*EXTRACTED TEXT*.
Enthalpy (H) is always referred to some reference level or datum, so that the quantities are relative to this datum. Working out energy balances is then just a matter of considering the various quantities of materials involved, their specific heats, and their changes in temperature or state (as quite frequently latent heats arising from phase changes are encountered). Figure 4.3 illustrates the heat balance.

Heat_Balance_1.JPG

Heat is absorbed or evolved by some reactions in processing but usually the quantities are small when compared with the other forms of energy entering into food processing such as sensible heat and latent heat. Latent heat is the heat required to change, at constant temperature, the physical state of materials from solid to liquid, liquid to gas, or solid to gas. Sensible heat is that heat which when added or subtracted from materials changes their temperature and thus can be sensed. The units of specific heat are J/kg K and sensible heat change is calculated by multiplying the mass by the specific heat by the change in temperature, (m x c x ΔT). The units of latent heat are J/kg and total latent heat change is calculated by multiplying the mass of the material, which changes its phase by the latent heat. Having determined those factors that are significant in the overall energy balance, the simplified heat balance can then be used with confidence in industrial energy studies. Such calculations can be quite simple and straightforward but they give a quantitative feeling for the situation and can be of great use in design of equipment and process.

*TASK BRIEF*.
Extend the passage on heat balances in food processing, beginning right after its final sentence. The items are not needed for any of this work.

[Stored entries]
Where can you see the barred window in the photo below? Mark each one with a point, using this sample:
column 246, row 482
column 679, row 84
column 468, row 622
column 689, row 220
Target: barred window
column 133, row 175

*ANSWER TO THIS EXERCISE*.
Example: Dryer heat balance

A textile dryer is found to consume 4 m3/hr of natural gas with a calorific value of 800 kJ/mole. If the throughput of the dryer is 60 kg of wet cloth per hour, drying it from 55% moisture to 10% moisture, estimate the overall thermal efficiency of the dryer taking into account the latent heat of evaporation only.

60 kg of wet cloth contains

60 x 0.55 kg water = 33 kg moisture

and 60 x (1-0.55) = 27 kg bone dry cloth.

As the final product contains 10% moisture, the moisture in the product is 27/9 = 3 kg

And so Moisture removed / hr = 33 - 3 = 30 kg/hr

Latent heat of evaporation = 2257 kJ/K

Heat necessary to supply = 30 x 2257 = 6.8 x 104 kJ/hr

Assuming the natural gas to be at standard temperature and pressure at which 1 mole occupies 22.4 litres

Rate of flow of natural gas = 4 m3/hr = (4 x 1000)/22.4 = 179 moles/hr

Heat available from combustion = 179 x 800 = 14.3 x 104 kJ/hr

Approximate thermal efficiency of dryer = heat needed / heat used

= 6.8 x 104 / 14.3 x 104 = 48%

To evaluate this efficiency more completely it would be necessary to take into account the sensible heat of the dry cloth and the moisture, and the changes in temperature and humidity of the combustion air, which would be combined with the natural gas. However, as the latent heat of evaporation is the dominant term the above calculation gives a quick estimate and shows how a simple energy balance can give useful information.

Similarly energy balances can be carried out over thermal processing operations, and indeed any processing operations in which heat or other forms of energy are used.

Example: Autoclave heat balance in canning

An autoclave contains 1000 cans of pea soup. It is heated to an overall temperature of 100oC. If the cans are to be cooled to 40 oC before leaving the autoclave, how much cooling water is required if it enters at 15 oC and leaves at 35 oC?

The specific heats of the pea soup and the can metal are respectively 4.1 kJ/ kg oC and 0.50 kJ/ kg oC. The weight of each can is 60g and it contains 0.45 kg of pea soup. Assume that the heat content of the autoclave walls above 40 oC is 1.6 x 104kJ and that there is no heat loss through the walls.

Let w = the weight of cooling water required; and the datum temperature be 40oC, the temperature of the cans leaving the autoclave.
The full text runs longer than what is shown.